**Directions for this task**
Only a number is wanted here: the number of lines of the data that include "metal".

☆ ☆ ☆

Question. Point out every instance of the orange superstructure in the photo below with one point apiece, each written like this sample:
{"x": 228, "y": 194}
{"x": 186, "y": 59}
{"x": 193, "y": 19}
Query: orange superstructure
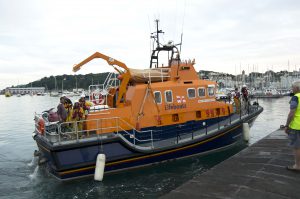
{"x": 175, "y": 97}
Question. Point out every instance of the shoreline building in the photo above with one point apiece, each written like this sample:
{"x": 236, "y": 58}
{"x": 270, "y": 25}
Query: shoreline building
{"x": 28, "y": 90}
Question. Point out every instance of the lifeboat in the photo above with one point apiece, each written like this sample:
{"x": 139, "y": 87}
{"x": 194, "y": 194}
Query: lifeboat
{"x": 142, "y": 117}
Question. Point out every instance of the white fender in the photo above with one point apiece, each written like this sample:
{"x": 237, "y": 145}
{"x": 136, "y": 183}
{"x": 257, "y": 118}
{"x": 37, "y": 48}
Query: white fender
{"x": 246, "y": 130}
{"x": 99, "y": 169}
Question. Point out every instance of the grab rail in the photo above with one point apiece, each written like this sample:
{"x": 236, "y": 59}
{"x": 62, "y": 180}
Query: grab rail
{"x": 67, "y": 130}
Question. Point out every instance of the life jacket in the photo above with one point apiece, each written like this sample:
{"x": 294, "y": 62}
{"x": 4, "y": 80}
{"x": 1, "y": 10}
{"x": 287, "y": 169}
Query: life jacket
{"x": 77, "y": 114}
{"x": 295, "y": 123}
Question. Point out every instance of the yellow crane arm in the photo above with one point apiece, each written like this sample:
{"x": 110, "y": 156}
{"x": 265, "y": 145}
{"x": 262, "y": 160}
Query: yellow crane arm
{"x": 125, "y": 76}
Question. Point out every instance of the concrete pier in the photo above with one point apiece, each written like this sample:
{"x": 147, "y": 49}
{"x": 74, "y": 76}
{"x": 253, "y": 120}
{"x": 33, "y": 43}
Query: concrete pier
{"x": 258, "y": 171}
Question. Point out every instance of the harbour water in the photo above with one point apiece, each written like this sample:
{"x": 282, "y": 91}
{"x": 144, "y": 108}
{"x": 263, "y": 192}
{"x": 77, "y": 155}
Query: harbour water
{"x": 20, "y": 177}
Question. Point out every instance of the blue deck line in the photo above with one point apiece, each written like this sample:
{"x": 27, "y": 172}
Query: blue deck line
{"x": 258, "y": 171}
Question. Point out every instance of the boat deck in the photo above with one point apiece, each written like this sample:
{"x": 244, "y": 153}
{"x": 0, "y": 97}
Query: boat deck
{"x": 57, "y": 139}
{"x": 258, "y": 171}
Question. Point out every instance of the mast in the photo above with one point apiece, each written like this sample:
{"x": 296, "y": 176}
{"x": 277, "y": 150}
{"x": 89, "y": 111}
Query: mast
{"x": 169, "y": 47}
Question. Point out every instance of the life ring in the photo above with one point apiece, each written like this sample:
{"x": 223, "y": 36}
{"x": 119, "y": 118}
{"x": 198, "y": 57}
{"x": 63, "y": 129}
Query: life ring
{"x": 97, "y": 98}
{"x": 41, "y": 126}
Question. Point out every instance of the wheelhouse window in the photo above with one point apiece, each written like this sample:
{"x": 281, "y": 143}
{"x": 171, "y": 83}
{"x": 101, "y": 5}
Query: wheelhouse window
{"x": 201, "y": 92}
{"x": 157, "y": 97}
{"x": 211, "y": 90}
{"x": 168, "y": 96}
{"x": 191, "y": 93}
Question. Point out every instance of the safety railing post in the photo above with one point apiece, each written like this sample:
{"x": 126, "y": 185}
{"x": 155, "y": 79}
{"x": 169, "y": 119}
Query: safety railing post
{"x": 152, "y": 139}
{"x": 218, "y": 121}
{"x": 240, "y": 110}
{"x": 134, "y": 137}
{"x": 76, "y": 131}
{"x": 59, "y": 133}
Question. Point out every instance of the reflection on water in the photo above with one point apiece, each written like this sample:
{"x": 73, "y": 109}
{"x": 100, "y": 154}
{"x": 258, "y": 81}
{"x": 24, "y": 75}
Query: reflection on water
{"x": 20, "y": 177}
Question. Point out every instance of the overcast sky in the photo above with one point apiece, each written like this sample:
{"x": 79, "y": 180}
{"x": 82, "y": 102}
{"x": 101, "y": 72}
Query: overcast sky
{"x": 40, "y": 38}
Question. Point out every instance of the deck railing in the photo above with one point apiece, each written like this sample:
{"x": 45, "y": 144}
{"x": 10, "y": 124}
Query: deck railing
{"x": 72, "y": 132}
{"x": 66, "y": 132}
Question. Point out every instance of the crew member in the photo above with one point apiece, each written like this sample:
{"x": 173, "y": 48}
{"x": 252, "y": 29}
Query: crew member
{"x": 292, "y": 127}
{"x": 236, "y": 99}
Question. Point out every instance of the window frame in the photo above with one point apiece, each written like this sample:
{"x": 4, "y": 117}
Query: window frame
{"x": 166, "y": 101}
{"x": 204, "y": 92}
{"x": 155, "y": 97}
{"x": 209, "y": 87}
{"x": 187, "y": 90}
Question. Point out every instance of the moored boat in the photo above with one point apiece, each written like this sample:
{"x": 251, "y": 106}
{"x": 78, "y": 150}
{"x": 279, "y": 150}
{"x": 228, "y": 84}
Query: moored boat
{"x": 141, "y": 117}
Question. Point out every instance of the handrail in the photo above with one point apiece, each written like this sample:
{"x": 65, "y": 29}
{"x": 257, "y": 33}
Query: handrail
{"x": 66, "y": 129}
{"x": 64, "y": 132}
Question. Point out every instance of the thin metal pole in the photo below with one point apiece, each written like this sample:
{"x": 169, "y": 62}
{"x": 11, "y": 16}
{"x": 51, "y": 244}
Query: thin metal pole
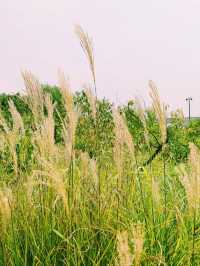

☆ ☆ ☆

**Answer area**
2